Records shown
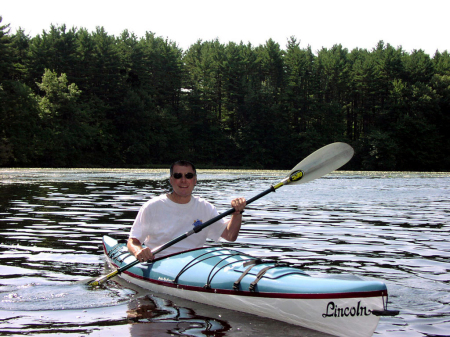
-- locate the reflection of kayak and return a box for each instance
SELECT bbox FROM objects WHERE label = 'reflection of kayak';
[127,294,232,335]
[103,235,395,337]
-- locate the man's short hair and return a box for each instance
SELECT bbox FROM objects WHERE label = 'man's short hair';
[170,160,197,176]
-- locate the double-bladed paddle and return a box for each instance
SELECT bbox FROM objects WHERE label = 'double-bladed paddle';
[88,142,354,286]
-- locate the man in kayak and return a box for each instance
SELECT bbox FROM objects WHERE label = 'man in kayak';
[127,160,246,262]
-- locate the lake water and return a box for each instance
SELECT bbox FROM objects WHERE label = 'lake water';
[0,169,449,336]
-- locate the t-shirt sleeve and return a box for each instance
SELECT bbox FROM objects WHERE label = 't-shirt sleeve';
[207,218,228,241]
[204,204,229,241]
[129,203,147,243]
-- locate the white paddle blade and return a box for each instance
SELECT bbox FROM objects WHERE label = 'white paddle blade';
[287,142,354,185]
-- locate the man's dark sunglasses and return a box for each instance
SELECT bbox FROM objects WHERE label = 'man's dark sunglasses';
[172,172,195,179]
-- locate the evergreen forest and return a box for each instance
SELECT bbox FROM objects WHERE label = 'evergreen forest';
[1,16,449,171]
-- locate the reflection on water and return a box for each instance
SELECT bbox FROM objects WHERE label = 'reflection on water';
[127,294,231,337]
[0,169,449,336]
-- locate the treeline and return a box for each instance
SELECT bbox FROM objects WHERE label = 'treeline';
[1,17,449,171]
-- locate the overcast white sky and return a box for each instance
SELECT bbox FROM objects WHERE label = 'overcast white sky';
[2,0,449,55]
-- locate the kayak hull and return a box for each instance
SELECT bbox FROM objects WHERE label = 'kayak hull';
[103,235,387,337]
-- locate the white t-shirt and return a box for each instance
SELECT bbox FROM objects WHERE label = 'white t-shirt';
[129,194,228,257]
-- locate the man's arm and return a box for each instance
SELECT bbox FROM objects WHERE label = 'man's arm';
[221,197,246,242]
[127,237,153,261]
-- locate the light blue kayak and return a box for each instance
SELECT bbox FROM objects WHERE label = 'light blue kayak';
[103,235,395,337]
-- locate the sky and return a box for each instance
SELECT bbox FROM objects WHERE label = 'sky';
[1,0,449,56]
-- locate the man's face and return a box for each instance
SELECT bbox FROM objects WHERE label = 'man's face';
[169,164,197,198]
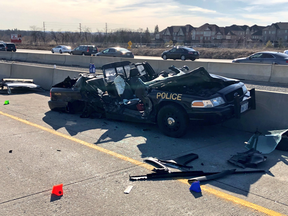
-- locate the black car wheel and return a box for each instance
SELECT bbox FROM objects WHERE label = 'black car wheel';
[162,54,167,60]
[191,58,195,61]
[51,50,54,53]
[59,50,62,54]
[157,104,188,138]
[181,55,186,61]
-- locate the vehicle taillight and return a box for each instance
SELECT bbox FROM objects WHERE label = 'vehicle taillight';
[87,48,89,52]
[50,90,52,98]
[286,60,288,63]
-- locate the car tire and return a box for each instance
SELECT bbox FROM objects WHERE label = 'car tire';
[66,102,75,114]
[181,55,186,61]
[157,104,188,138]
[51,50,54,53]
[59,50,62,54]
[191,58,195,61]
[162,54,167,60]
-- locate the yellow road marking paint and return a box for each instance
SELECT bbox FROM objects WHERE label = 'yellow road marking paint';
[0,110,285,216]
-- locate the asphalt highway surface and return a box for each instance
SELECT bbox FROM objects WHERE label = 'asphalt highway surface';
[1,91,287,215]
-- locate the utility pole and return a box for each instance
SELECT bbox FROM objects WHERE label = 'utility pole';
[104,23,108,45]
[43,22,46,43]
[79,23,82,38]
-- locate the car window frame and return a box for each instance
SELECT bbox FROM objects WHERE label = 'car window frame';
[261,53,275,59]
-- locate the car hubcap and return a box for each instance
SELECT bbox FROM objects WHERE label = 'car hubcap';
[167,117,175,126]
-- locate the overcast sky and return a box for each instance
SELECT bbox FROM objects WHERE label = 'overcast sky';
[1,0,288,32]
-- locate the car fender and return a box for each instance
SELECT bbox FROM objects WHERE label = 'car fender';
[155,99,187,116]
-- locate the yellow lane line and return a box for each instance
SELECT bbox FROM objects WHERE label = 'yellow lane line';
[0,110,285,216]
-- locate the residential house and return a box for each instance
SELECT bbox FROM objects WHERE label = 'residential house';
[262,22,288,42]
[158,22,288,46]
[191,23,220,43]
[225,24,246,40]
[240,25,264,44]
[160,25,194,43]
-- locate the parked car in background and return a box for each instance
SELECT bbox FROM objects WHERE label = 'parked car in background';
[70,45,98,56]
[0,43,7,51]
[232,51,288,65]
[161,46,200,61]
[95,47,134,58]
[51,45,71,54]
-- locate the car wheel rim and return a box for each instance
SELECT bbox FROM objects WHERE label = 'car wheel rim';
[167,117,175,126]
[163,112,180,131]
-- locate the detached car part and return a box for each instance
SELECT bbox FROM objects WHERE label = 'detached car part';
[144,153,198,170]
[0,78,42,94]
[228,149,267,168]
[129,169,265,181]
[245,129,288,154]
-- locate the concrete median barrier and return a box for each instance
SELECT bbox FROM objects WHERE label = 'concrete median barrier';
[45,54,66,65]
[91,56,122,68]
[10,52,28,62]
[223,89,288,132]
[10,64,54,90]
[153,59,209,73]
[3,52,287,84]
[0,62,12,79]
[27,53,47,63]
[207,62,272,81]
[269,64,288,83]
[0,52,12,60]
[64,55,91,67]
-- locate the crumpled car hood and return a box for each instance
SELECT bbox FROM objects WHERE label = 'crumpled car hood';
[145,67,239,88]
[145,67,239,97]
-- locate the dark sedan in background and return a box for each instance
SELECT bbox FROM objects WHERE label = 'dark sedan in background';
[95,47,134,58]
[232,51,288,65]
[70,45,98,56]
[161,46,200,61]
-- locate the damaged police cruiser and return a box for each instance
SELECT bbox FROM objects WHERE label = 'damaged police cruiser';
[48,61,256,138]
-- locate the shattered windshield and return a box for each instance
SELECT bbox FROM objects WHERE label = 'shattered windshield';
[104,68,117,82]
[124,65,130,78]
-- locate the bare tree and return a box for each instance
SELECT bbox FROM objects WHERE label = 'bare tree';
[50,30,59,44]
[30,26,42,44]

Work request
The answer is the lines of the material above, from the one containing "SELECT bbox FROM objects WHERE label = 'kayak" down to the one containing "-- locate the overcast sky", given exactly and without images.

Output for this task
SELECT bbox FROM objects WHERE label = 'kayak hull';
[103,235,387,337]
-- locate the white t-shirt and return a box for each instance
SELECT bbox FROM objects WHERE label = 'white t-shirt';
[129,194,228,257]
-- locate the man's arm and return a box for each instance
SELECT bbox FROM objects WHERE label = 'man's arm';
[221,197,246,242]
[127,237,153,261]
-- locate the light blue kayak and return a box for each instance
SELECT bbox FROM objects WHERE label = 'light blue kayak';
[103,235,395,337]
-- locate the sky and return a box for each instance
SELECT bbox FROM objects WHERE label = 'sky';
[1,0,449,56]
-- locate the man's face and return a box for each instance
SELECT bbox FROM objects WHERE label = 'man's face';
[169,164,197,198]
-- locate the black car wheel and return a box for each instance
SELECT bbox FROM objects WHERE label = 'black car wheel';
[162,54,167,60]
[191,58,195,61]
[51,50,54,53]
[59,50,62,54]
[157,104,188,138]
[181,55,186,61]
-- locate the vehicle taillight and return a box for each instance
SELECT bbox FROM objects WHERE label = 'vehicle taillight';
[87,48,89,52]
[50,90,52,98]
[286,60,288,63]
-- locate the car tire and return a box for each instance
SELECT bbox FROM objects WHERE label = 'car tire';
[66,102,75,114]
[181,55,186,61]
[157,104,188,138]
[51,50,54,53]
[59,50,62,54]
[191,58,195,61]
[162,54,167,60]
-- locate the yellow road marking paint and return a box for each instance
SELECT bbox FROM objects WHERE label = 'yellow road marking paint';
[0,110,285,216]
-- locate the asphalt highway surface and return a box for each instance
SELECT bbox FROM objects WHERE label = 'asphalt highway surface';
[1,91,287,215]
-- locate the utility pole and return a box for each instance
SELECT bbox FROM objects WHERE label = 'utility pole';
[104,23,108,45]
[43,22,46,43]
[79,23,82,38]
-- locate the car window frame and return a box for each instance
SELECT bbox FROM objects WHERE label = 'car window frame';
[261,53,275,59]
-- locate the car hubcap and return a box for each instance
SELECT bbox FROM objects WHERE label = 'car hubcap';
[167,117,175,126]
-- locate the overcast sky and return a box for each instance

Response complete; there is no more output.